§ Source passage

+ + +

The staircase is the franchise's thesis in one location. John fights his way up for minutes — then one knife-wielding bounty hunter sends him tumbling back down every single step, undoing all of it seconds before the deadline. What saves him is not skill but friendship: Caine, nominally his enemy, fights beside him on the second climb. Stunt crew accounts of the tumble are as painful as they look — performers took the fall in sections, on real stone.
“You have a new nickname, John Wick. They call you Monsieur Incroyable.”
>The duel ending, explained
The duel follows old-world rules: single-shot percussion pistols, seconds for both parties (Winston for John, Caine — forced again — for the Marquis), and exchanges at 30, 20 and 10 paces. The Marquis never intends to fire a shot himself; he nominates Caine as his proxy, which is both his privilege and his fatal vanity.

+ + +

(Natural-language object grounding data)

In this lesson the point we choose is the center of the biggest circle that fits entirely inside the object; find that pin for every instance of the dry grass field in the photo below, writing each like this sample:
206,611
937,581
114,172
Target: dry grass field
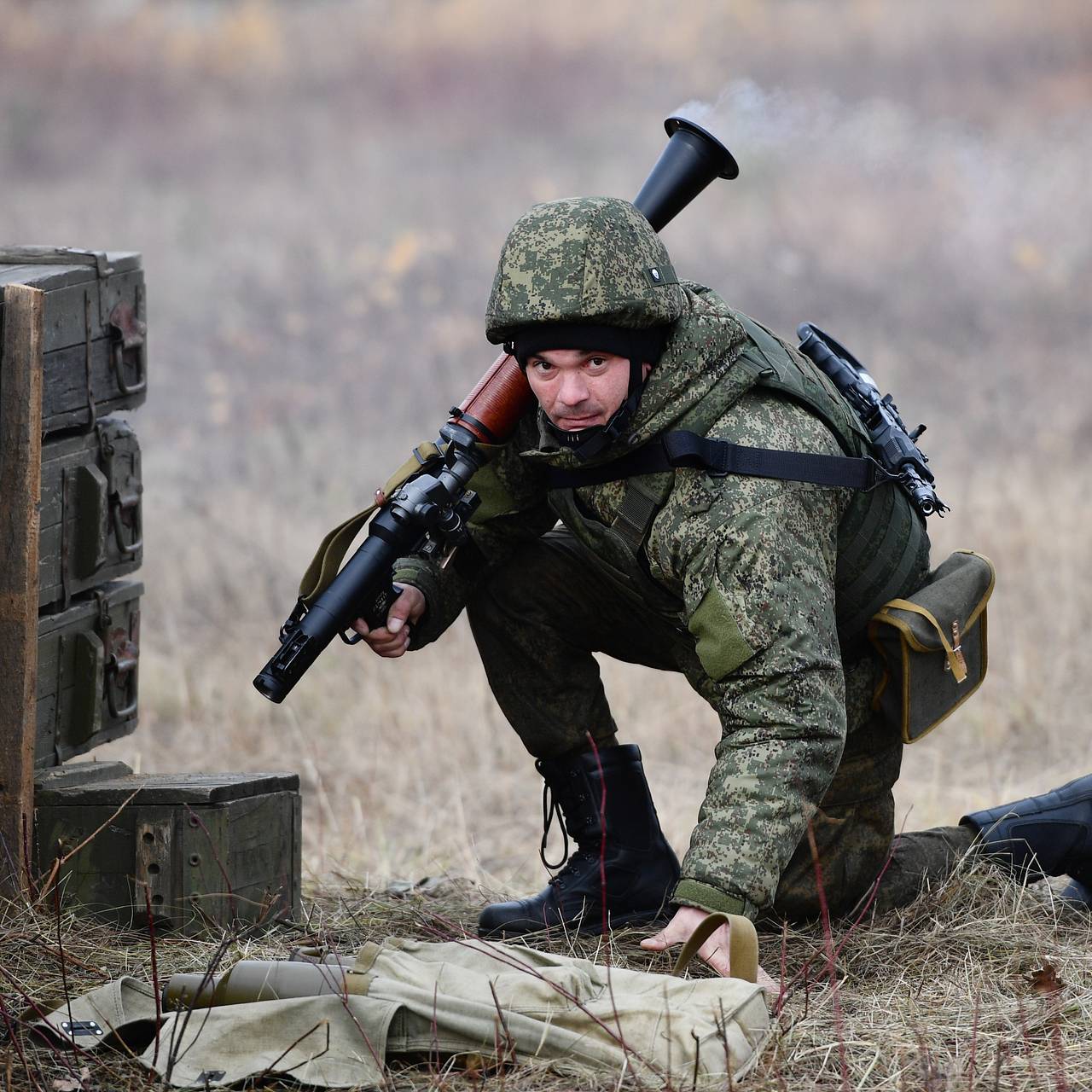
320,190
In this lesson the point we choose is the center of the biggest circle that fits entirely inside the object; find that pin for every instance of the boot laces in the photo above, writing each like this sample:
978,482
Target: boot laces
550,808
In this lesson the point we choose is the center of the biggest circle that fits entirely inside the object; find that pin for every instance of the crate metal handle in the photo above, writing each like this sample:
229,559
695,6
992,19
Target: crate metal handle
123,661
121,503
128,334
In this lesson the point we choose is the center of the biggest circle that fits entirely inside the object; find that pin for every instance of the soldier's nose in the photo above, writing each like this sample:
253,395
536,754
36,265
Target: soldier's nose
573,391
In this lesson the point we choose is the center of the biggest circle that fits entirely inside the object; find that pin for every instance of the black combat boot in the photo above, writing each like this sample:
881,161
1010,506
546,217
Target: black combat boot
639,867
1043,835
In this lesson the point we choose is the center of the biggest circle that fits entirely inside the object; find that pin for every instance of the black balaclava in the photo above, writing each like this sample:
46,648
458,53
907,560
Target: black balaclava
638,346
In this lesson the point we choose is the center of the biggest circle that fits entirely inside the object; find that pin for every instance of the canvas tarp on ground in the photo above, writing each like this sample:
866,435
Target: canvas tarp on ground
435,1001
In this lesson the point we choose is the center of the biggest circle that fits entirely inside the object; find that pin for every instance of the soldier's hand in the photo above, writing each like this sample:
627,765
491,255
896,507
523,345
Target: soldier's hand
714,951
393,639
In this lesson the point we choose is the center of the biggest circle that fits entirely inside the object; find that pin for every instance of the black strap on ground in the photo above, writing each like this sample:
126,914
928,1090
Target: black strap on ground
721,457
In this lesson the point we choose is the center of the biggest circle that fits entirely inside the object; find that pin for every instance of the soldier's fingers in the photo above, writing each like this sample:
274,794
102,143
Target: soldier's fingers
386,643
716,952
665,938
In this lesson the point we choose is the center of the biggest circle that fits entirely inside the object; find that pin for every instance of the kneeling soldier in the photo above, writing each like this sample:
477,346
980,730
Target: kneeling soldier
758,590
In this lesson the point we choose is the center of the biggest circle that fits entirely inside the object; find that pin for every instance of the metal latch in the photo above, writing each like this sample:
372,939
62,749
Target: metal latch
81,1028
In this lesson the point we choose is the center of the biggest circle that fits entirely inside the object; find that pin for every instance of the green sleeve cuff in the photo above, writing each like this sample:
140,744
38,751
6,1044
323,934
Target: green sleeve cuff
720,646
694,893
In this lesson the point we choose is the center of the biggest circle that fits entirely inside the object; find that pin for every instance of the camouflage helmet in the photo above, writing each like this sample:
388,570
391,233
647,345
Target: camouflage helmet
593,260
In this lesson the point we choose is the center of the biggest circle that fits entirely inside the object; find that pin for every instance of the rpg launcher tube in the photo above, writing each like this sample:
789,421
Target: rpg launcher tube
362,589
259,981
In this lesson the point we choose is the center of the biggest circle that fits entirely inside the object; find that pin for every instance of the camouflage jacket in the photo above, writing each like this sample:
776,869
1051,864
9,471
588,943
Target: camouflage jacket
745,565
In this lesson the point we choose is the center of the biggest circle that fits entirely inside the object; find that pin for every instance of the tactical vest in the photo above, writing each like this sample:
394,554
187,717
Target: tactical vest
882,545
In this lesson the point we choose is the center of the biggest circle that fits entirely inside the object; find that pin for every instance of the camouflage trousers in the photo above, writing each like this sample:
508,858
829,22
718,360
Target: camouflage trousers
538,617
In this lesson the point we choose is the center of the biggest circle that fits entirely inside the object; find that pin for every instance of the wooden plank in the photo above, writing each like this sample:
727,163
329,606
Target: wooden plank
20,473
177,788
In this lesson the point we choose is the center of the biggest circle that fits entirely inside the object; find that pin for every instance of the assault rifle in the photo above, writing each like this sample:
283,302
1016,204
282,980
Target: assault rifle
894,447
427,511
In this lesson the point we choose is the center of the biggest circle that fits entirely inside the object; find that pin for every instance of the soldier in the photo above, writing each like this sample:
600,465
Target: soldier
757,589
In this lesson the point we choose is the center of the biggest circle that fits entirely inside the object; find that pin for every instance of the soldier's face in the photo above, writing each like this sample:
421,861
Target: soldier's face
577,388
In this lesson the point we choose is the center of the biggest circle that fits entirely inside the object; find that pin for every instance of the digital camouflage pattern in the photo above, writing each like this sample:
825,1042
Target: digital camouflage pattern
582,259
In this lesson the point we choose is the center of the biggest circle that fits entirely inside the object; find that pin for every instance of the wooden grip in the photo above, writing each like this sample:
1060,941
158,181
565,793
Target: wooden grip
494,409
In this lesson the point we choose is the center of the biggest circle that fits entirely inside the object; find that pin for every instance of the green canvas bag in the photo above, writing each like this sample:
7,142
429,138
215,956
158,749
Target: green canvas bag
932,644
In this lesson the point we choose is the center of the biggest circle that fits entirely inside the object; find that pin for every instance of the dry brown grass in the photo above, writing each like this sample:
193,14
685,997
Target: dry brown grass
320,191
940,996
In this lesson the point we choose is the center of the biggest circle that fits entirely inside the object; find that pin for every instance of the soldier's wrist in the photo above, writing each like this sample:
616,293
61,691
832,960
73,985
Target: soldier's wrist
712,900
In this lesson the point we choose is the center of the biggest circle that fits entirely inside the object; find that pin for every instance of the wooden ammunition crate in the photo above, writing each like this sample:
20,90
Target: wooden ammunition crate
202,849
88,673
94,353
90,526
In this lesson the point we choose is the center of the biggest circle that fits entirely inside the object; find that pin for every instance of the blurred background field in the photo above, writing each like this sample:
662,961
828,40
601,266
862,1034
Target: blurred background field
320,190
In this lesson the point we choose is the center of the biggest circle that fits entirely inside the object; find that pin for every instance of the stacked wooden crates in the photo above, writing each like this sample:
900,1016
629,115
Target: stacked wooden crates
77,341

+ + +

§ Problem set
1/ In the John Wick passage, who acts as John's second in the duel?
2/ Continue the John Wick passage from its last sentence.
The listing has nothing to do with the John Wick passage.

§ Answers for the tasks
1/ Winston

2/
Caine wounds John in each exchange. At ten paces, John takes Caine's bullet — and does not fire back. Under the rules he retains his shot. The Marquis, smelling a kill, exercises his right to deliver the coup de grâce personally, takes Caine's pistol, and steps in front of a man who still holds a loaded gun. John fires his withheld shot point-blank. Duel won; all obligations met; the Ruska Roma, Winston and the Bowery King are released from judgment.
Then the quiet part: John, bleeding out on the steps, says his wife's name and slumps. The film cuts to Winston and the Bowery King at a gravestone reading John Wick — Loving Husband. Whether that stone is telling the truth is the franchise's most argued question — the complete evidence file lives at is John Wick dead?
>The guns of Chapter 4
The Pit Viper was built for the film by Taran Tactical, continuing the franchise tradition of bespoke competition guns, and the Gen-12's incendiary rounds exist so the overhead raid could read clearly from a top-down camera — fire shows up where muzzle flash wouldn't. Full armoury breakdowns for all four films are on the guns page.
>Frequently Asked Questions
▸How does John Wick: Chapter 4 end?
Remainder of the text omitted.